◆ **THE REQUEST**:
Copy all of the material below word for word, leaving out any pictures.
##########
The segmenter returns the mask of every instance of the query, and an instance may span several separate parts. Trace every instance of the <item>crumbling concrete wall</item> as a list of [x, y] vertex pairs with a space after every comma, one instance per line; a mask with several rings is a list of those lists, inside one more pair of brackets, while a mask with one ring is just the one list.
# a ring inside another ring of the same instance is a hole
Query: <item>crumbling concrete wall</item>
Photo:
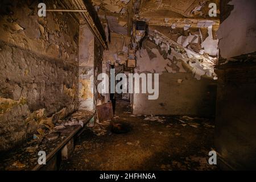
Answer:
[[78, 109], [79, 23], [69, 13], [39, 17], [39, 3], [1, 2], [1, 151]]
[[159, 75], [158, 98], [149, 100], [148, 94], [134, 94], [133, 113], [214, 117], [216, 93], [214, 82], [205, 77], [197, 80], [189, 72], [163, 73]]
[[[218, 46], [222, 58], [220, 63], [236, 60], [235, 56], [256, 51], [256, 1], [233, 0], [228, 5], [233, 6], [233, 9], [230, 10], [228, 17], [225, 16], [218, 31]], [[227, 7], [223, 8], [226, 9]]]
[[79, 109], [95, 109], [94, 101], [94, 37], [86, 24], [79, 36]]
[[256, 65], [226, 64], [217, 72], [214, 145], [222, 169], [256, 169]]
[[96, 109], [97, 76], [102, 73], [103, 48], [86, 24], [80, 26], [79, 110]]

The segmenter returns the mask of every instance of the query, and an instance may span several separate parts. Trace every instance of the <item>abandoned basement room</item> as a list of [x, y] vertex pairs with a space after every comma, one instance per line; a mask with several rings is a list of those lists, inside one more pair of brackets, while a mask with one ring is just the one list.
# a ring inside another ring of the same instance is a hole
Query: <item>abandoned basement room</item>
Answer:
[[255, 7], [1, 1], [0, 171], [256, 170]]

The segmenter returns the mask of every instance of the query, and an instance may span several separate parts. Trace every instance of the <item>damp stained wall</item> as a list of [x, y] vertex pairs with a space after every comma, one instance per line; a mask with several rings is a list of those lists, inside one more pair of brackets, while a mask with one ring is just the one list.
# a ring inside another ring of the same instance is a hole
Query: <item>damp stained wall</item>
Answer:
[[69, 13], [40, 18], [39, 3], [0, 3], [0, 151], [78, 109], [79, 23]]
[[220, 27], [224, 59], [217, 70], [214, 146], [222, 169], [255, 170], [255, 59], [248, 56], [250, 60], [244, 61], [246, 56], [241, 55], [255, 51], [255, 1], [227, 1], [233, 7], [223, 6], [224, 12], [230, 13], [223, 15]]
[[80, 26], [79, 55], [79, 110], [94, 110], [97, 98], [97, 78], [102, 72], [103, 48], [86, 24]]
[[222, 22], [218, 30], [218, 47], [224, 59], [256, 51], [256, 1], [233, 0], [230, 15]]
[[217, 85], [212, 77], [195, 77], [181, 56], [175, 51], [169, 55], [148, 40], [137, 57], [135, 73], [159, 74], [159, 94], [154, 100], [148, 99], [148, 94], [134, 94], [134, 114], [214, 116]]

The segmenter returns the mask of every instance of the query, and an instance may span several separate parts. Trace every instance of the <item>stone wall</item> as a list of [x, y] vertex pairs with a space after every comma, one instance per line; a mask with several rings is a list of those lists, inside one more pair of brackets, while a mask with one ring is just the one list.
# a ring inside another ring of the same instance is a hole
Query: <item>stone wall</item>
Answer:
[[79, 23], [69, 13], [40, 18], [39, 3], [0, 3], [0, 151], [78, 109]]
##########
◆ **RESULT BELOW**:
The segmenter returns the mask of every instance of the query, and an instance may span several separate parts. Trace every instance of the <item>crumbling concrete wall</item> as a list of [x, y] vertex pairs with a space after every comma, one instance per line; a mask with several rings is a list of those lists, inside one more pair of brackets, while a mask with one ring is just the one list.
# a ring inside another ring of the same instance is a hole
Query: <item>crumbling concrete wall</item>
Photo:
Answer:
[[78, 109], [79, 23], [69, 13], [39, 17], [39, 3], [1, 2], [1, 151]]
[[159, 75], [158, 98], [149, 100], [148, 94], [134, 94], [133, 113], [214, 117], [216, 93], [214, 82], [205, 77], [197, 80], [189, 72], [163, 73]]
[[[218, 46], [222, 58], [220, 63], [236, 60], [235, 56], [256, 51], [256, 1], [233, 0], [228, 5], [233, 6], [233, 9], [230, 10], [228, 17], [225, 16], [218, 31]], [[227, 7], [223, 8], [226, 9]]]
[[79, 109], [95, 109], [94, 101], [94, 37], [86, 24], [79, 36]]
[[256, 65], [226, 64], [217, 72], [214, 145], [222, 169], [256, 169]]
[[96, 109], [97, 76], [102, 73], [103, 48], [86, 24], [80, 26], [79, 110]]

The segmenter returns the mask of every instance of the query, and an instance may span several separate parts. Trace every instance of the <item>abandoned basement room</item> as a list of [x, y] vertex pairs with a space after every comma, one instance per line; a mask with several rings is a list of those lists, inside one more pair of brackets, while a mask with one ring is just the one list.
# a ring inside another ring of the same instance is a hole
Query: <item>abandoned basement room</item>
Answer:
[[255, 7], [1, 1], [0, 171], [256, 170]]

The segmenter returns the mask of every instance of the query, and an instance may span several separate parts. Trace every instance of the <item>damp stained wall</item> as a list of [x, y] vertex pairs with a space after every comma, one instance per line; a mask with several rings is a list of those lists, inside one more pair of brackets, while a mask with one ring is just the one list.
# a ring inside another ring of the same instance is a hole
Query: <item>damp stained wall</item>
Answer:
[[69, 13], [40, 18], [39, 3], [0, 3], [0, 151], [78, 109], [79, 23]]
[[220, 27], [224, 59], [217, 70], [214, 146], [222, 169], [255, 170], [255, 59], [248, 56], [250, 60], [244, 61], [246, 56], [241, 55], [255, 51], [255, 1], [227, 1], [233, 7], [223, 6], [224, 12], [230, 13], [223, 15]]
[[80, 26], [79, 55], [79, 110], [94, 110], [97, 98], [97, 78], [102, 72], [103, 48], [86, 24]]
[[222, 22], [218, 30], [218, 47], [224, 59], [256, 51], [256, 1], [233, 0], [230, 15]]
[[217, 85], [212, 77], [195, 77], [181, 56], [175, 51], [169, 55], [148, 40], [137, 57], [135, 73], [159, 74], [159, 94], [154, 100], [148, 99], [148, 94], [134, 94], [134, 114], [214, 116]]

The segmenter returns the mask of every instance of the query, and an instance may span several separate parts. Trace every instance of the <item>stone wall</item> as a list of [x, y] vertex pairs with a space after every comma, one instance per line; a mask with several rings is a list of those lists, inside one more pair of brackets, while a mask with one ring is just the one list.
# a ring inside another ring of the same instance is a hole
Query: <item>stone wall</item>
Answer:
[[79, 23], [69, 13], [40, 18], [39, 3], [0, 3], [0, 151], [78, 109]]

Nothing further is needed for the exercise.